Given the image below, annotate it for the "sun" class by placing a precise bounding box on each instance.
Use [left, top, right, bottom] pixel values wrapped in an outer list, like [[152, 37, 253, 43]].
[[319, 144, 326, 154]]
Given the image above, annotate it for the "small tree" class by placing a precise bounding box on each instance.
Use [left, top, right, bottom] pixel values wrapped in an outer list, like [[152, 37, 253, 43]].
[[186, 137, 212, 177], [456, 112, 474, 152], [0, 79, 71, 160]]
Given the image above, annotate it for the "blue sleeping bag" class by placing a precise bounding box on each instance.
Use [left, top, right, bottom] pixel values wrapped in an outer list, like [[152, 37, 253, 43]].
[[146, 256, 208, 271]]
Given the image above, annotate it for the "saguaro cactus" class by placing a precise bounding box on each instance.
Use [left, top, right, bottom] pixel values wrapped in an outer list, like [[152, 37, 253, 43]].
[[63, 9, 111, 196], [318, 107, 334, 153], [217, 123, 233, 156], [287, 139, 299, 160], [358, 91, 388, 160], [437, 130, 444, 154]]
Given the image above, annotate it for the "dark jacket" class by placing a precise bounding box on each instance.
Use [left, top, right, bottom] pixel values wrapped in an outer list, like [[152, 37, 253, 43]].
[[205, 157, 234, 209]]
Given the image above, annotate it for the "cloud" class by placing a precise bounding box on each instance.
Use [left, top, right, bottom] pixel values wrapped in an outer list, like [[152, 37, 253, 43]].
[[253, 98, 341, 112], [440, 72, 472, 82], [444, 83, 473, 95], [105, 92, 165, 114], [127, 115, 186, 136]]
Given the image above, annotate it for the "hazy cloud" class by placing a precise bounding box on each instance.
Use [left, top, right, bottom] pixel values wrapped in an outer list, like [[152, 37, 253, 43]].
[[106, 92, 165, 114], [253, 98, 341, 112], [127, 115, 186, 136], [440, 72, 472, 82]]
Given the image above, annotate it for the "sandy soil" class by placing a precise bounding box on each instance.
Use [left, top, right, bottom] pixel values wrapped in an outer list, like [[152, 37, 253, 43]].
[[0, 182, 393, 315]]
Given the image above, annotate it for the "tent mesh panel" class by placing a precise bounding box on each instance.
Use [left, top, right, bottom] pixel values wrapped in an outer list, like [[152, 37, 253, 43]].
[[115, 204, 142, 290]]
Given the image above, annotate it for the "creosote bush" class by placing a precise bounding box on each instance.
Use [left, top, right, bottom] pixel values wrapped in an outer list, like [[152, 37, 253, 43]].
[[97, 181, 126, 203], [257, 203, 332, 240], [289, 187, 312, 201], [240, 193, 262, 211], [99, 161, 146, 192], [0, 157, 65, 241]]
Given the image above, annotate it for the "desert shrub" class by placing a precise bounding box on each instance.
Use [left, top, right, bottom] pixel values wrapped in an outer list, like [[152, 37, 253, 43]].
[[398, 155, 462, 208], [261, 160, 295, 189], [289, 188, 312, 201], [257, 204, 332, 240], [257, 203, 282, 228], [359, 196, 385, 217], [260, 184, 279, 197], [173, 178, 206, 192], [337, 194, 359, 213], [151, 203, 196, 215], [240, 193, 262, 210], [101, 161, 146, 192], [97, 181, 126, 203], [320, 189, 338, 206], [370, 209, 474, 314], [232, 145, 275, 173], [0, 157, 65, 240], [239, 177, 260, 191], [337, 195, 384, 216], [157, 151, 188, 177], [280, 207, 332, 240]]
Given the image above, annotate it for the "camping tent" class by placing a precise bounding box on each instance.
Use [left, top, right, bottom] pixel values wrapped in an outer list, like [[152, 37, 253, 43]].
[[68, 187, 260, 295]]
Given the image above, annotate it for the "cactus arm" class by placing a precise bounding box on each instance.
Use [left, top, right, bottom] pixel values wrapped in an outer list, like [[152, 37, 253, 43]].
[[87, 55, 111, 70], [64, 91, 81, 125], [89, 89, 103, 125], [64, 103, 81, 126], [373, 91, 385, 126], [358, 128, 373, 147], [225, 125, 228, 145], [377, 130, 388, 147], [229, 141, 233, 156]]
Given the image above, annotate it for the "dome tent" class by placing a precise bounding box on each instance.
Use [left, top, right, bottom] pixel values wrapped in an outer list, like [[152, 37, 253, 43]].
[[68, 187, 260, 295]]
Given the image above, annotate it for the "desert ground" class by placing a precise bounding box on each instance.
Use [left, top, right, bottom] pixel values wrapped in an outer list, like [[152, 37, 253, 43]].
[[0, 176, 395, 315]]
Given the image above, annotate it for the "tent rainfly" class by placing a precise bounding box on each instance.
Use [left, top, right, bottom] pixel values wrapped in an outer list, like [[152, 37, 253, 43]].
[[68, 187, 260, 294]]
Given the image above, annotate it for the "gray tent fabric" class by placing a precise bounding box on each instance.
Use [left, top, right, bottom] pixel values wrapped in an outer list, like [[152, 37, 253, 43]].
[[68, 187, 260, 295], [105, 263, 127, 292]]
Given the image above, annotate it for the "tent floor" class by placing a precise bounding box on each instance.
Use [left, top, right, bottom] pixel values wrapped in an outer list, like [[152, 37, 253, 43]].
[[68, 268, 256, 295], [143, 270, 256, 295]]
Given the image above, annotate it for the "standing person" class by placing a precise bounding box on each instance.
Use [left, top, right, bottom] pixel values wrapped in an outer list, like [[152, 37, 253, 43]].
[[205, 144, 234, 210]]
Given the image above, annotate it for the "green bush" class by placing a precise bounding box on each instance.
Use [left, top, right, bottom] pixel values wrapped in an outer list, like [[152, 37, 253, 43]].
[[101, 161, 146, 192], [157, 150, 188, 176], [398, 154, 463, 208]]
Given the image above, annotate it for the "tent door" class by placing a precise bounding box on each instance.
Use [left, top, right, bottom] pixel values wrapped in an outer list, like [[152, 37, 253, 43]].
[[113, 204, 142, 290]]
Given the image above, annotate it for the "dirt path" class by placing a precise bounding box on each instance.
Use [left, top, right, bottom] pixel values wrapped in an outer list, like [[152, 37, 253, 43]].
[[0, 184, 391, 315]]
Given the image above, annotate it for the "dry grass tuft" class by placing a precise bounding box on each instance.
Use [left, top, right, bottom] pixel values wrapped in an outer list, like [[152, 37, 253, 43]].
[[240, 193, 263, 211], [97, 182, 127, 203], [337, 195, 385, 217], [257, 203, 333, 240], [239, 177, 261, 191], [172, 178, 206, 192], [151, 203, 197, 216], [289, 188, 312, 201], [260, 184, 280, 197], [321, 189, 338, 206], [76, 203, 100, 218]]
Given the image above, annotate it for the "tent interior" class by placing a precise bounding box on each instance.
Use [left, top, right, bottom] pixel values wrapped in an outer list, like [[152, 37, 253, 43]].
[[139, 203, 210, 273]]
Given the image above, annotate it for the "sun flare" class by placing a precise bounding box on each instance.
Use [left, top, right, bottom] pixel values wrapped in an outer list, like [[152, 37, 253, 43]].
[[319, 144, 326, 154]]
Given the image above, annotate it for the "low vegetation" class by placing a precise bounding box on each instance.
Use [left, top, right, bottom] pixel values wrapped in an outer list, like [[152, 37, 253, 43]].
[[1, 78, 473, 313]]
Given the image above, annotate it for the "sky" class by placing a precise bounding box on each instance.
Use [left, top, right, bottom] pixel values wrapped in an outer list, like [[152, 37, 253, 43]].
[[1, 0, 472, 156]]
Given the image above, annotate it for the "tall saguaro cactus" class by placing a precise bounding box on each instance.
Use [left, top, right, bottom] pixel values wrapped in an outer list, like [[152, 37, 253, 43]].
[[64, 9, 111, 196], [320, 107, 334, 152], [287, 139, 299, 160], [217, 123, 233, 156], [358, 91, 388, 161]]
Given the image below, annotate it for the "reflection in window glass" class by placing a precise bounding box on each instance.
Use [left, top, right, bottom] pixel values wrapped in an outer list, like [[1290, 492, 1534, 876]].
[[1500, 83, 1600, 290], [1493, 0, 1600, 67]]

Prompt:
Copy each line of the listing in which the word "cloud" can be found.

Exercise result:
Given the image above, annotate it for the "cloud" class by placing a precise bounding box on each instance.
Given the image above, annotate it for the "hazy cloud" class by placing a precise bounding box on each instance.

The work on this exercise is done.